REQUIRED WORK
Reproduce the entries that follow, exactly and in full.

ENTRIES SHOWN

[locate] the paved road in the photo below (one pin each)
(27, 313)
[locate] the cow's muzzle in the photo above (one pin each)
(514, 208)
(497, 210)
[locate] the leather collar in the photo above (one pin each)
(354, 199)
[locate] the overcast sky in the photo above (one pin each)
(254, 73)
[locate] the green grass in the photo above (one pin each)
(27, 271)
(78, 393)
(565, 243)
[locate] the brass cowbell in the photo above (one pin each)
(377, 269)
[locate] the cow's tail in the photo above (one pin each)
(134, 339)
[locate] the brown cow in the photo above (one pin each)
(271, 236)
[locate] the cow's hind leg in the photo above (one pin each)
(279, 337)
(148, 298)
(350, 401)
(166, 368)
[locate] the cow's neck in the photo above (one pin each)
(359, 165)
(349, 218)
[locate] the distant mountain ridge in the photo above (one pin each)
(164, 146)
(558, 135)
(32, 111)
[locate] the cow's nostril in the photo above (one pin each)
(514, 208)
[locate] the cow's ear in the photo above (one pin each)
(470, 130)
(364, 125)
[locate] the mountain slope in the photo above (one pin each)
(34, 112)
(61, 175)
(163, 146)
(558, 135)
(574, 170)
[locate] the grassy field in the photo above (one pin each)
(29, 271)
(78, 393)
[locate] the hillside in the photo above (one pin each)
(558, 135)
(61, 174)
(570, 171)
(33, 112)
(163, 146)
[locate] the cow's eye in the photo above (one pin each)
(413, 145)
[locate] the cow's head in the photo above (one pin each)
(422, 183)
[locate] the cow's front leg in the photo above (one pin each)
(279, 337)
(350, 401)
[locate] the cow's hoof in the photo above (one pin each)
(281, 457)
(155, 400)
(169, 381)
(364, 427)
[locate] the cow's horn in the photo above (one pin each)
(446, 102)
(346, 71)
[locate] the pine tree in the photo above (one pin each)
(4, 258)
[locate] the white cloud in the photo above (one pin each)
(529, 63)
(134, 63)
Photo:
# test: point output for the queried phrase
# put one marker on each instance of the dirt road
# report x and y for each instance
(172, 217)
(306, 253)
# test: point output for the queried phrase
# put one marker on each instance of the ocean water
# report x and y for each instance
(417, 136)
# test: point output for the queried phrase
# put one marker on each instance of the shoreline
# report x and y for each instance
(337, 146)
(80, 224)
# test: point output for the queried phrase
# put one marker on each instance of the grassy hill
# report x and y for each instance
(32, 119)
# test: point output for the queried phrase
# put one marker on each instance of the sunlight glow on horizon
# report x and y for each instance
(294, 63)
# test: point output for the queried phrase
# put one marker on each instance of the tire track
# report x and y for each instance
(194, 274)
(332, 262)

SOLUTION TO THIS EXERCISE
[locate] the paved road in the photo below (one pin each)
(27, 313)
[locate] the cow's muzzle in the photo above (one pin each)
(514, 208)
(497, 210)
[locate] the leather collar in the photo above (one pin each)
(354, 199)
[locate] the overcast sky in the photo above (one pin each)
(254, 73)
[locate] the green grass in the photo above (one pin each)
(27, 271)
(78, 393)
(565, 243)
[locate] the brass cowbell in the photo above (one pin each)
(377, 269)
[locate] the cow's tail in the photo above (one pin each)
(134, 339)
[locate] the brown cow in the photo above (one pin each)
(271, 236)
[locate] the cow's hind leg in the photo above (one pin each)
(279, 337)
(148, 298)
(350, 401)
(166, 368)
[locate] the cow's neck in the photo above (one pin each)
(359, 165)
(349, 218)
[locate] the distant mountain ridge in the photo above (one pin each)
(164, 146)
(558, 135)
(32, 111)
[locate] the cow's nostril in the photo above (one pin each)
(514, 208)
[locate] the cow's ear in the photo above (one pin each)
(470, 130)
(364, 125)
[locate] the mountain slope in the photo above (one pin each)
(34, 112)
(61, 175)
(163, 146)
(558, 135)
(574, 170)
[locate] the grassy field in the photo above (one pin each)
(29, 271)
(78, 393)
[locate] the hillside in the photo above (one pin each)
(558, 135)
(61, 174)
(570, 171)
(33, 112)
(163, 146)
[locate] the cow's eye in the photo above (one pin each)
(413, 145)
[locate] the cow's head in the photo above (one pin each)
(422, 183)
[locate] the cow's front leg in the photo above (one pin each)
(279, 337)
(350, 401)
[locate] the cow's hoof in the photo above (one pin each)
(281, 457)
(155, 400)
(169, 381)
(364, 427)
[locate] the cow's horn in the photo above (one pin each)
(446, 102)
(346, 71)
[locate] the pine tree in the photo above (one pin each)
(4, 258)
[locate] the white cloud in the photo above (one pin each)
(529, 63)
(134, 63)
Photo:
# test: point output for the queried phrase
# put one marker on each instance of the dirt road
# report x and y for each instance
(172, 217)
(306, 253)
# test: point output for the queried phrase
# put one marker on each instance of the ocean water
# report x and y for each instance
(417, 136)
# test: point output for the queried phrase
# put one marker on each instance of the shoreline
# report x and y for each instance
(337, 146)
(80, 224)
# test: point output for the queried phrase
# put one marker on each instance of the grassy hill
# report x and y for each instance
(32, 119)
# test: point output for the queried phrase
# put one marker on each instance of the sunlight glow on horizon
# report x and y for each instance
(294, 63)
# test: point output for the queried phrase
# put one marker on each instance of the tire track
# report x and y for each instance
(194, 274)
(332, 262)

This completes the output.